• _Exercise aim_
All the records that follow need to be reproduced exactly. Omit the images.

• _Records to process_
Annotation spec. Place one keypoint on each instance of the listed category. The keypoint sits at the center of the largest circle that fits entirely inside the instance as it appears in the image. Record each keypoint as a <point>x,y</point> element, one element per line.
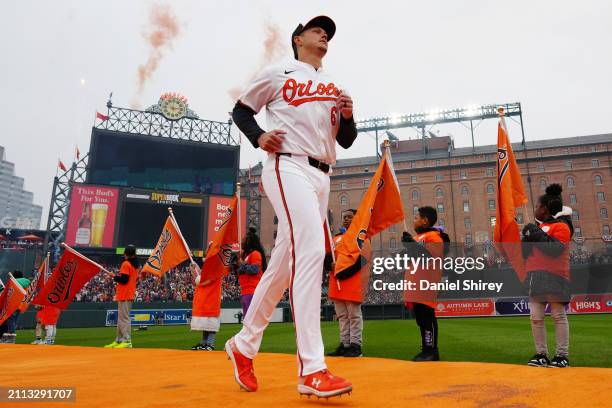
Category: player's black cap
<point>324,22</point>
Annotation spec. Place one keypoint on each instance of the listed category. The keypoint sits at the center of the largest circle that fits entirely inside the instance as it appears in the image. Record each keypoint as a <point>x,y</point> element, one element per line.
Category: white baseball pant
<point>299,194</point>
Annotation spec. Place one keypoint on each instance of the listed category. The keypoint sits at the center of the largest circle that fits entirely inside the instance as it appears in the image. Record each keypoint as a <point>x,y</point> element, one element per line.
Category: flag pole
<point>180,233</point>
<point>239,217</point>
<point>47,267</point>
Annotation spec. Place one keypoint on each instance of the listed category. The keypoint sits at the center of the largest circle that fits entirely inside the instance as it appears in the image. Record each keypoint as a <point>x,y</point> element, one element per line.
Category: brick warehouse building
<point>460,183</point>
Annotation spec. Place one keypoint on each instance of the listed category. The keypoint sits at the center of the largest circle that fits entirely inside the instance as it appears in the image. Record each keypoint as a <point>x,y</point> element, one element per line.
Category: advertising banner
<point>216,212</point>
<point>150,317</point>
<point>478,307</point>
<point>512,306</point>
<point>91,219</point>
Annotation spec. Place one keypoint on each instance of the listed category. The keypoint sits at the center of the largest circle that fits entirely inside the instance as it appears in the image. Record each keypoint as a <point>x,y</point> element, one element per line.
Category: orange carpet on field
<point>174,378</point>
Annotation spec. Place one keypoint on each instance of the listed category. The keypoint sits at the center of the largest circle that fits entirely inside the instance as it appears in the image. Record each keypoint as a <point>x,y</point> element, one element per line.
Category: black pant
<point>428,323</point>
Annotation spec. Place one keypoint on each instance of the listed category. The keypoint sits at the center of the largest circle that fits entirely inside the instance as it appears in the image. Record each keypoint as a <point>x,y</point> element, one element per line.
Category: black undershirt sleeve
<point>347,132</point>
<point>244,118</point>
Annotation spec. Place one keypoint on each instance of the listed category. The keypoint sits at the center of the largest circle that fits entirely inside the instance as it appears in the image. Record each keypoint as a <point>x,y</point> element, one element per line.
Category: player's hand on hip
<point>344,103</point>
<point>272,141</point>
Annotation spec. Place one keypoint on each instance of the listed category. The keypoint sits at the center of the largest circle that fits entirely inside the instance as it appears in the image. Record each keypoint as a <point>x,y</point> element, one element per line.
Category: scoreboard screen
<point>151,162</point>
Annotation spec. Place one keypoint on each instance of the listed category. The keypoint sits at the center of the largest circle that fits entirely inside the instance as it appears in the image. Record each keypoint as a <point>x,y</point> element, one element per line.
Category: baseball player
<point>433,242</point>
<point>307,114</point>
<point>348,295</point>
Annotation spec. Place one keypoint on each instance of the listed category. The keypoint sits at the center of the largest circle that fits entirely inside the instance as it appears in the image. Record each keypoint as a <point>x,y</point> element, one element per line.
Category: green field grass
<point>499,340</point>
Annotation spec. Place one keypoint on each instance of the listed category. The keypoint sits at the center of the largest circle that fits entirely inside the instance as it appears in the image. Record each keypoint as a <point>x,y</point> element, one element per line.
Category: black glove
<point>406,237</point>
<point>122,278</point>
<point>529,230</point>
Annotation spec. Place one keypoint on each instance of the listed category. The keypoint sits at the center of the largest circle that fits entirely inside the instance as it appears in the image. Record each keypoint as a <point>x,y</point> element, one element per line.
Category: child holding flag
<point>546,249</point>
<point>252,264</point>
<point>7,329</point>
<point>429,242</point>
<point>347,295</point>
<point>124,295</point>
<point>48,316</point>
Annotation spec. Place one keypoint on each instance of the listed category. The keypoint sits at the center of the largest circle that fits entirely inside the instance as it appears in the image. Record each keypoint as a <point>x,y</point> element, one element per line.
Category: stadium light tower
<point>420,120</point>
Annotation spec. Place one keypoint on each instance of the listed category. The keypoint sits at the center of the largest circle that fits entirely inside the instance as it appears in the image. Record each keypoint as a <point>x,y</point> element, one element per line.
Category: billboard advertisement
<point>143,213</point>
<point>216,211</point>
<point>478,307</point>
<point>599,303</point>
<point>91,219</point>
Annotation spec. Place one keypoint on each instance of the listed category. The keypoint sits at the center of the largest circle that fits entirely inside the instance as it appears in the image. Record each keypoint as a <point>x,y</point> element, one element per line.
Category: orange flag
<point>510,195</point>
<point>170,251</point>
<point>71,273</point>
<point>11,298</point>
<point>36,285</point>
<point>380,208</point>
<point>218,257</point>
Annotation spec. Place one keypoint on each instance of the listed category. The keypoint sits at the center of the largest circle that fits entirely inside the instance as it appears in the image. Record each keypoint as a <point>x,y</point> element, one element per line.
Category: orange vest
<point>353,288</point>
<point>48,315</point>
<point>207,300</point>
<point>436,249</point>
<point>558,265</point>
<point>127,291</point>
<point>248,283</point>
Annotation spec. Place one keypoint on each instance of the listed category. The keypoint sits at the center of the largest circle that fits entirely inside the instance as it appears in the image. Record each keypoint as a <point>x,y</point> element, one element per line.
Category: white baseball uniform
<point>301,101</point>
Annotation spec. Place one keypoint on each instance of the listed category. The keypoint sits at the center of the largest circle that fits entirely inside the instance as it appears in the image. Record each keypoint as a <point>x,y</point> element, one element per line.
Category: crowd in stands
<point>177,284</point>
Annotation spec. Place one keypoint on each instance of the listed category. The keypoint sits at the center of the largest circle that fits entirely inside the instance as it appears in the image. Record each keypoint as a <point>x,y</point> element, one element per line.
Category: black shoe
<point>427,355</point>
<point>353,350</point>
<point>539,360</point>
<point>339,352</point>
<point>559,362</point>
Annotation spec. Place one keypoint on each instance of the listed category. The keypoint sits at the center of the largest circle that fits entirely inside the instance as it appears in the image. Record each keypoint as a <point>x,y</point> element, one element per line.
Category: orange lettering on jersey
<point>304,94</point>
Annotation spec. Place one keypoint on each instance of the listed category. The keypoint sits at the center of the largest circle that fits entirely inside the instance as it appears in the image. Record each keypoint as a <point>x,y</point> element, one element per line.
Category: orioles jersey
<point>351,289</point>
<point>300,100</point>
<point>432,241</point>
<point>558,265</point>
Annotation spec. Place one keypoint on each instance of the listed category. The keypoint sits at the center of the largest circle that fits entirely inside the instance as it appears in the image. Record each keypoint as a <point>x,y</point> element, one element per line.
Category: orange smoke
<point>162,30</point>
<point>274,49</point>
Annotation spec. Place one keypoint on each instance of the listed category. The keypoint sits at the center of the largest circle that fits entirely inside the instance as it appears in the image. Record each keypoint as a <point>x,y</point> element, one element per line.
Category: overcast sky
<point>59,60</point>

• _Output of the task_
Annotation spec. Place one keypoint on each instance of the listed category. The keypoint sits at the center of the largest circle that fits entirely inside the instance as it appears in the image. Record each keypoint as a <point>x,y</point> element, one element per line.
Category: player's black cap
<point>324,22</point>
Annotation spec. Place one keypoint on each instance of the listed category. The keypoint sits at the center of the largest circle that fits entirely inside the instance as it appears in the image. Record each keypoint as a <point>x,y</point> element, one element per line.
Category: white baseball pant
<point>299,194</point>
Annotation spec. Place one keypoint on each instance of the listed category. The keypoint sits at the center of the largest circle that fits entirely inside the instance as it appears in the image. Record each keypoint as a <point>x,y</point> element, one element per line.
Category: flag pole
<point>180,233</point>
<point>239,217</point>
<point>47,267</point>
Annotation spec. Place one keypoint on each instance of the listed category. The keypoint sits at the center of the largest circle that fits entirely inside the instance as it appears in the image. Record each keypoint as a <point>x,y</point> element, one element per line.
Category: brick warehouse building
<point>460,183</point>
Annotation spec. Place one keypoint on each instance of the listed category. The keypoint sits at the center of the largest circle that fits entirely inside the instance as it appears in the image. Record each keypoint as a <point>x,y</point> element, one element per line.
Category: advertising banner
<point>216,212</point>
<point>150,317</point>
<point>478,307</point>
<point>512,306</point>
<point>91,219</point>
Annotation spec. Place one keypoint on each instance of the listed category. The keypoint sits at the center of the largest circle that fits entirely inside the instance as it appears in the image. Record each keypoint as a <point>x,y</point> element, one element per line.
Category: orange carpet on field
<point>174,378</point>
Annotation spec. Place one keypoint on each instance of the listed category. The keypoint sits at the center of the largest circle that fits entirely inside the instance as it appears in the image. Record each keypoint as a <point>x,y</point> element, one element per line.
Category: black pant
<point>428,323</point>
Annotation spec. Place one keypoint on each instance of the listed category. The keypoint sits at the center of the largest circle that fits entirely inside the instance as it appears in the image. Record each keypoint as a <point>x,y</point> element, one element per line.
Category: black undershirt sleeve
<point>347,132</point>
<point>244,118</point>
Annotation spec. Place one keypoint on each instance of the listed category. The keypoint sits at the center of the largest circle that fits entirely inside the instance as it appears in the image. Record each keypoint as a <point>x,y</point> element, one element per line.
Category: player's hand on hip
<point>344,103</point>
<point>272,141</point>
Annotation spec. Place one keypoint on each instance of the listed category. The keypoint sits at the center of the largest circle that fits entirely inside the instance as it appears in the image. Record each keypoint as a <point>x,y</point> element, one element per line.
Category: scoreboard screen
<point>151,162</point>
Annotation spec. Place one keypoint on each instance of the listed category. The keypoint sits at the center of the largest circle that fits entirely inside the instance as it appears in the image. Record each keypoint as a <point>x,y</point> element, one element per line.
Category: baseball player
<point>433,242</point>
<point>307,114</point>
<point>348,295</point>
Annotation spec. Place one keypoint on each instance of the listed category. The keypoint sits at the center of the largest circle that fits entirely inside the instance as it appears in the image. Record each keypoint as a <point>x,y</point> element, one element per line.
Category: green field grass
<point>499,340</point>
Annotation spec. Place one keypoint on each instance of the listed category. The keypoint sits at the center of the largest circle that fits entirely inside the instance as it appears in the image. Record each keypoint as a <point>x,y</point> element, one element per line.
Category: black glove
<point>406,237</point>
<point>122,278</point>
<point>529,230</point>
Annotation spec. Place one keypoint on each instance of the listed category. The keypoint sits at the center of the largest circle that fits entirely inside the instance as it appears in the image. Record each keypoint as a <point>x,y</point> element, one element per line.
Category: child holding flag
<point>546,249</point>
<point>252,264</point>
<point>7,329</point>
<point>429,242</point>
<point>347,295</point>
<point>124,295</point>
<point>48,316</point>
Annotation spec. Place one keypoint on each instance of the listed category. The keypoint sits at the center of the largest circle that fits entirely inside the instance as it appears in the image. Record each keypoint as a <point>x,y</point> element, one element per line.
Category: stadium light tower
<point>420,120</point>
Annotation spec. Place one keypoint on each instance of the listed category. The keypoint sits at the center of the largest circle that fits entirely inside the instance as it appears in the image. Record each keypoint as a <point>x,y</point> element, one element per line.
Category: billboard advertisement
<point>143,213</point>
<point>216,211</point>
<point>478,307</point>
<point>599,303</point>
<point>91,219</point>
Annotation spec. Place one keypoint on each instance of the listed category. The keypoint sits at the center of the largest circle that fits entirely inside the instance as it appears in the image. Record each keypoint as a <point>x,y</point> element, one element per line.
Category: orange flag
<point>510,195</point>
<point>170,251</point>
<point>71,273</point>
<point>11,298</point>
<point>36,285</point>
<point>380,208</point>
<point>218,257</point>
Annotation spec. Place one keypoint on each instance of the listed category. The keypoint sits at the center of the largest circle that fits entirely inside the instance as it appears in the image. Record each keypoint as a <point>x,y</point> element, one element per line.
Category: orange vest
<point>353,288</point>
<point>48,315</point>
<point>207,300</point>
<point>436,249</point>
<point>558,265</point>
<point>127,291</point>
<point>248,283</point>
Annotation spec. Place one keypoint on each instance of the listed category. The keypoint sits at the center of the largest circle that fits entirely inside the instance as it appears in the image. Record each keypoint as a <point>x,y</point> element, one element per line.
Category: white baseball uniform
<point>301,101</point>
Annotation spec. Place one keypoint on each instance of the listed category. The keypoint sits at the center of the largest circle that fits entirely inside the instance as it appears in the image. Record each keypoint as a <point>x,y</point> element, one element per line.
Category: crowd in stands
<point>177,284</point>
Annotation spec. Place one keypoint on each instance of the listed category. The keypoint sits at the center of the largest circle that fits entirely inside the instance as it appears in the image. Record each keypoint as a <point>x,y</point> element, one element per line.
Category: black shoe
<point>427,355</point>
<point>353,350</point>
<point>539,360</point>
<point>339,352</point>
<point>559,362</point>
Annotation spec. Place one keypoint on each instance of the listed category. The keypoint sits at the center of the largest circle that fits entirely inside the instance as it appears in the image. Record each keypoint as a <point>x,y</point> element, one element per line.
Category: orange lettering on jersey
<point>304,94</point>
Annotation spec. Place one keypoint on each instance of the listed category. The keypoint sits at the center of the largest circle that fits entirely inside the instance as it appears in the image. Record each keypoint as a <point>x,y</point> element, one element per line.
Category: orioles jersey
<point>351,289</point>
<point>300,100</point>
<point>432,241</point>
<point>558,265</point>
Annotation spec. Place one keypoint on each instance of the listed category. The keypoint sits at the center of the largest circle that fits entirely inside the instance as it appears in the image. Record each keypoint as a <point>x,y</point> element, one element per line.
Category: orange smoke
<point>162,30</point>
<point>274,49</point>
Annotation spec. Place one keypoint on each instance of the listed category. The keypoint sits at the center of the largest circle that fits entirely inside the instance as it appears in the image. Record each keypoint as a <point>x,y</point> element, one element per line.
Category: overcast sky
<point>59,60</point>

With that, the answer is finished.